*SUPPLIED PASSAGE:*
Arch Therapeutics Inc. (OTCBB:ARTH) Bounces Back
Judging by the way things were going, it seemed that Arch Therapeutics Inc. (OTCBB:ARTH) would end up losing all the gains afforded by its latest surge. With this in mind, the fact that it managed to close Friday’s session in the green seems pretty encouraging. But is it really?
Well, let’s take it from the top. The fact that ARTH completed patient enrollment in its first clinical study to assess the safety and performance of the AC5 Surgical Hemostatic Device in humans is certainly something that the company has going for it. It proves that it is not just your regular idle OTC Markets pharmaceutical underachiever.
Not that you’d be able to tell that it’s not, if you looked at just its financials. They are just as depressing as those as many others in the branch:
- cash – $1.67 million
- total current assets – $1.76 million
- total current liabilities – $399 thousand
- NO REVENUES
- net loss – $1.25 million
Additionally, just like most other companies in the branch, ARTH is suffering from a bad case of toxic funding.
Suffice it to say that in order to get as far as it has, the company has had to spend a lot of cash on research. That cash didn’t just fall into ARTH‘s pockets by accident – its operating funds were acquired by means of issuing copious amounts of warrants for the purchase of common stock at fixed prices.

[Stored data]
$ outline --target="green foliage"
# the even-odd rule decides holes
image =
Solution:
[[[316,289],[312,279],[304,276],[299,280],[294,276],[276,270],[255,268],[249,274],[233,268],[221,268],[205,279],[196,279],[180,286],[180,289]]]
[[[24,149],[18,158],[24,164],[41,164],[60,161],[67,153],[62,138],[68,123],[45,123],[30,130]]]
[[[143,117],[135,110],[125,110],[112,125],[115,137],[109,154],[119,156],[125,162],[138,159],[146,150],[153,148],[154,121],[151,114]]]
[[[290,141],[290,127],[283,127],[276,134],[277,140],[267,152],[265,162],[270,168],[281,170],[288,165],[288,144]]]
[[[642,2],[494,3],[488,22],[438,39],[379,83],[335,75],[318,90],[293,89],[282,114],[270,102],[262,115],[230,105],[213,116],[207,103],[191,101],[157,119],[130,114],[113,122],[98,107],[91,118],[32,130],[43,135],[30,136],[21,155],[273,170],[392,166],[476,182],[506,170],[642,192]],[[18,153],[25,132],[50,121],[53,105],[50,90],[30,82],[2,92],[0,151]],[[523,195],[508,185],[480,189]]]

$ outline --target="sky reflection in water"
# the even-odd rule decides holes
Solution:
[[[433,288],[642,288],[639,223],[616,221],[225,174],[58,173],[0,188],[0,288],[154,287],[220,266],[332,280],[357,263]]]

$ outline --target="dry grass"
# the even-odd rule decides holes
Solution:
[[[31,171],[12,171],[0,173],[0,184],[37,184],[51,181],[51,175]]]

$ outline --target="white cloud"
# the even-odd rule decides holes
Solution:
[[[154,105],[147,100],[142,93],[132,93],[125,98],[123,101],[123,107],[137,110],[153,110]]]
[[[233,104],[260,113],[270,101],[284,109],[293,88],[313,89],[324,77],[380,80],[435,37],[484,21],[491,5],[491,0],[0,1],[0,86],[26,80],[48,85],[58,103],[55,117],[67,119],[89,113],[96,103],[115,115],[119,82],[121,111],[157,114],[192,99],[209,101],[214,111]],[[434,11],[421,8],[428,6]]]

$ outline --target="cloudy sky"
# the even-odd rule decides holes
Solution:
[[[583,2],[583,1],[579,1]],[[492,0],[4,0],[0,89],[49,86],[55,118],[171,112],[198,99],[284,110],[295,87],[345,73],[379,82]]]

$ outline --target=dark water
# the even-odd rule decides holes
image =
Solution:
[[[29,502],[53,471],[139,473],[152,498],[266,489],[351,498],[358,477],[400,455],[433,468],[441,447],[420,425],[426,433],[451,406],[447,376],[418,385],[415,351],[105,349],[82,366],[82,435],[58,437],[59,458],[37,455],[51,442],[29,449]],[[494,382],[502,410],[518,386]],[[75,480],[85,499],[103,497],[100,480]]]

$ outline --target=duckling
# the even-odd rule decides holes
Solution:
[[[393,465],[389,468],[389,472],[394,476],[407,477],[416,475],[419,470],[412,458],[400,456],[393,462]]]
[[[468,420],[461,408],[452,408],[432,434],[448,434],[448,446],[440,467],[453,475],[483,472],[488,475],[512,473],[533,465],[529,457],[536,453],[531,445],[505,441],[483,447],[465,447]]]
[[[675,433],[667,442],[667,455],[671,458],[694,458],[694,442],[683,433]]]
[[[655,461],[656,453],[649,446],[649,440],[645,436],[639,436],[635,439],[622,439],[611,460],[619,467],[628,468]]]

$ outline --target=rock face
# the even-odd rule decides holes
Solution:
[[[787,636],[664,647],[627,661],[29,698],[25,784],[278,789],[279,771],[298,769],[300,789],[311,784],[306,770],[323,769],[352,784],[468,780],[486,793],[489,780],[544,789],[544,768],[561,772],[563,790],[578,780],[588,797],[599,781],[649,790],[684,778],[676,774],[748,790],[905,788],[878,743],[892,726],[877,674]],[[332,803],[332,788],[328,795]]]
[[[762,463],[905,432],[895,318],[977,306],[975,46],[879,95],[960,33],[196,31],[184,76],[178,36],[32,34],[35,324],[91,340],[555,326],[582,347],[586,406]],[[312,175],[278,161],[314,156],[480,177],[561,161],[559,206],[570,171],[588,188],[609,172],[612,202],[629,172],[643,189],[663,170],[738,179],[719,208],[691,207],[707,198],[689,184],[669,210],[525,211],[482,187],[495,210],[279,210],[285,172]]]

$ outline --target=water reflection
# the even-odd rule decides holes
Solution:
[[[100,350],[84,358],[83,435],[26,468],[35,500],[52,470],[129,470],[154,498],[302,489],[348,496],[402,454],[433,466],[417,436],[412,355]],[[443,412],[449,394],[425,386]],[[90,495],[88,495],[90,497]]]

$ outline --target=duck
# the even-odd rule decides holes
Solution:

*ACTIVITY:*
Extend the article on Arch Therapeutics stock, starting after its final sentence about the warrants issued to raise operating funds.

*REPLY:*
Such practices are always a double edged sword on the OTC Markets, where bursts of volatility can push prices way up the charts in a matter of sessions – which is why investors need to always keep an eye out for them. Case in point – as a result of such warrants, ARTH has had to issue 2.6 million shares at a rate of $0.20 between April 1 and April 27. During that same period, another 2.4 million shares were issued at fixed rates of $0.25, and as if to add insult to injury – a further 727 thousand shares were issued for no cash at all.
And if you think that’s depressing, we wholeheartedly advise you to take a closer look at the company’s latest prospectus.
In summary – ARTH may be further up the road to commercial success than others in its branch, but said road is long and riddled with pitfalls that could cost investor value dearly. Let the buyer beware.